● **What to do**:
Take all the material and copy it exactly.

● **Data records**:
===============

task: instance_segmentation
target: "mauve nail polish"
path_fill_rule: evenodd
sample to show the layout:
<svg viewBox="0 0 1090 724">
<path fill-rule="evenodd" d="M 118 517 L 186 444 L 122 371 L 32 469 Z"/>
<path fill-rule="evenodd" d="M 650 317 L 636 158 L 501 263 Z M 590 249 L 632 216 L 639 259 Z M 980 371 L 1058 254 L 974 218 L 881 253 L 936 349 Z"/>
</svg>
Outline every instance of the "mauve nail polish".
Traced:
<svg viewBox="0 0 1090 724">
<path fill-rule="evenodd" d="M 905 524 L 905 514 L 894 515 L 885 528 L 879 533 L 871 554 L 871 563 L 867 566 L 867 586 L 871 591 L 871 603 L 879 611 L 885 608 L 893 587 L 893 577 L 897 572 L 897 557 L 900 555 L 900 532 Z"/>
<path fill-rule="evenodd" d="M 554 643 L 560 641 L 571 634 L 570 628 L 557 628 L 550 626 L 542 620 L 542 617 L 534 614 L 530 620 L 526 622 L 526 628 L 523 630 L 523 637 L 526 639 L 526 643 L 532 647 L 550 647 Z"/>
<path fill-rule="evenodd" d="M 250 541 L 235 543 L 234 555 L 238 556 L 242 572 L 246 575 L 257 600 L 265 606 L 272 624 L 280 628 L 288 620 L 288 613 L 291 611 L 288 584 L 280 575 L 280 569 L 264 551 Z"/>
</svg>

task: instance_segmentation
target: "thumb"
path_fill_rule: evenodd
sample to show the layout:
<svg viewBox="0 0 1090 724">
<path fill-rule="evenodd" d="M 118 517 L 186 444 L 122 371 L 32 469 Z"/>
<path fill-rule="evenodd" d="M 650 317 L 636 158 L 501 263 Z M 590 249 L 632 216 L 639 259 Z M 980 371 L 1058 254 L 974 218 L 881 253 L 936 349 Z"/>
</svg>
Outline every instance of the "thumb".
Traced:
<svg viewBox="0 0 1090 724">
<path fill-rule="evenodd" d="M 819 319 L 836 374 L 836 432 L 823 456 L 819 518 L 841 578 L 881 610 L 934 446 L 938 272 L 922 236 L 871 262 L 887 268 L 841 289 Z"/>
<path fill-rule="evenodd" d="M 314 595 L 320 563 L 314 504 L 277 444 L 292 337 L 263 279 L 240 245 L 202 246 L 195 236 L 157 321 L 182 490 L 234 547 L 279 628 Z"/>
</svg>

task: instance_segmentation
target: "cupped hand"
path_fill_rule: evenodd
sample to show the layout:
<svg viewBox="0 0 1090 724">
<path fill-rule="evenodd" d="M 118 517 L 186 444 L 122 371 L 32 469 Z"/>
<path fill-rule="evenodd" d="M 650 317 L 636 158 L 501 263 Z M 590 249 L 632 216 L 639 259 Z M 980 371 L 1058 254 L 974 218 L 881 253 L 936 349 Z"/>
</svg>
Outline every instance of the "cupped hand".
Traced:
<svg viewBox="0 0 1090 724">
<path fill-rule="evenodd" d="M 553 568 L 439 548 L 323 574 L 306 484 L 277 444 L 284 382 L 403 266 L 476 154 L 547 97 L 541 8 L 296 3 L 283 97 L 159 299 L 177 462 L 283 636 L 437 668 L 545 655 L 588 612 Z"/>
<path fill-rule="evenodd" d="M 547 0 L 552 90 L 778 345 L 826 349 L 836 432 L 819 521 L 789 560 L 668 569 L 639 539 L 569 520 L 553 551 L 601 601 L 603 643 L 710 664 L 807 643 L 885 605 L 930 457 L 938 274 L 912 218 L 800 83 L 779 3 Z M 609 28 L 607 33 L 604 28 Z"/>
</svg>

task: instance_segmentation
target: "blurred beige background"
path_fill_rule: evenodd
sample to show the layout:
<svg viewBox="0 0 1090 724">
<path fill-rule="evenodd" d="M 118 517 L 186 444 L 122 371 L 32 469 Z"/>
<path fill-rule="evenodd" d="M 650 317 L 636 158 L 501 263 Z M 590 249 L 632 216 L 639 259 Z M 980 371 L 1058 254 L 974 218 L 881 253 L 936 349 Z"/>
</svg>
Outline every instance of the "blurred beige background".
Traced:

===============

● **Response to this exercise**:
task: instance_segmentation
target: "mauve nail polish"
path_fill_rule: evenodd
sample to show the layout:
<svg viewBox="0 0 1090 724">
<path fill-rule="evenodd" d="M 118 517 L 186 444 L 122 371 L 32 469 Z"/>
<path fill-rule="evenodd" d="M 650 317 L 636 158 L 501 263 Z M 590 249 L 632 216 L 639 259 Z M 980 371 L 1058 254 L 974 218 L 881 253 L 936 349 Z"/>
</svg>
Outline every instance of the "mauve nail polish".
Traced:
<svg viewBox="0 0 1090 724">
<path fill-rule="evenodd" d="M 905 524 L 905 514 L 894 515 L 885 528 L 879 533 L 871 554 L 871 563 L 867 566 L 867 586 L 871 591 L 871 603 L 879 611 L 885 608 L 893 587 L 893 577 L 897 572 L 897 557 L 900 555 L 900 532 Z"/>
<path fill-rule="evenodd" d="M 554 643 L 560 641 L 571 634 L 570 628 L 557 628 L 550 626 L 542 620 L 542 617 L 534 614 L 530 620 L 526 622 L 526 628 L 523 630 L 523 637 L 526 639 L 526 643 L 532 647 L 550 647 Z"/>
<path fill-rule="evenodd" d="M 250 541 L 235 543 L 234 555 L 238 556 L 242 572 L 246 575 L 257 600 L 265 606 L 272 624 L 280 628 L 288 620 L 288 613 L 291 611 L 288 584 L 280 575 L 280 569 L 264 551 Z"/>
</svg>

task: instance_segmentation
target: "thumb"
path_fill_rule: evenodd
sample to show the layout:
<svg viewBox="0 0 1090 724">
<path fill-rule="evenodd" d="M 118 517 L 186 444 L 122 371 L 32 469 Z"/>
<path fill-rule="evenodd" d="M 650 317 L 636 158 L 501 263 Z M 590 249 L 632 216 L 639 259 Z M 980 371 L 1058 254 L 974 218 L 881 253 L 936 349 Z"/>
</svg>
Outline every instance of the "thumb".
Traced:
<svg viewBox="0 0 1090 724">
<path fill-rule="evenodd" d="M 819 319 L 836 374 L 836 432 L 823 456 L 819 518 L 841 578 L 881 610 L 934 446 L 938 272 L 922 236 L 871 262 L 887 268 L 841 289 Z"/>
<path fill-rule="evenodd" d="M 314 595 L 320 563 L 314 504 L 277 444 L 292 337 L 263 279 L 240 245 L 202 246 L 195 236 L 157 321 L 182 490 L 234 547 L 279 628 Z"/>
</svg>

task: instance_segmentation
target: "cupped hand"
path_fill_rule: evenodd
sample to show the layout:
<svg viewBox="0 0 1090 724">
<path fill-rule="evenodd" d="M 118 517 L 186 444 L 122 371 L 32 469 Z"/>
<path fill-rule="evenodd" d="M 650 317 L 636 158 L 501 263 Z M 590 249 L 632 216 L 639 259 Z M 980 371 L 1058 254 L 974 218 L 881 253 L 936 349 Z"/>
</svg>
Outline every instance of the "cupped hand".
Traced:
<svg viewBox="0 0 1090 724">
<path fill-rule="evenodd" d="M 553 568 L 439 548 L 323 574 L 306 484 L 277 444 L 284 382 L 403 266 L 476 154 L 547 97 L 541 8 L 296 3 L 283 97 L 159 299 L 177 462 L 283 636 L 437 668 L 545 655 L 588 612 Z"/>
<path fill-rule="evenodd" d="M 547 0 L 552 90 L 778 345 L 826 349 L 836 432 L 819 521 L 789 560 L 668 569 L 639 539 L 569 520 L 553 551 L 601 601 L 603 643 L 710 664 L 807 643 L 885 605 L 930 457 L 938 274 L 912 218 L 800 83 L 779 3 Z M 609 28 L 607 33 L 604 28 Z"/>
</svg>

task: instance_segmentation
target: "blurred beige background"
path_fill_rule: evenodd
sample to show the layout:
<svg viewBox="0 0 1090 724">
<path fill-rule="evenodd" d="M 118 517 L 186 444 L 122 371 L 32 469 Z"/>
<path fill-rule="evenodd" d="M 650 317 L 636 158 L 501 263 Z M 590 249 L 632 216 L 639 259 Z M 980 371 L 1058 254 L 974 218 L 881 253 L 936 349 Z"/>
</svg>
Outline every instance of the "blurred beige background".
Traced:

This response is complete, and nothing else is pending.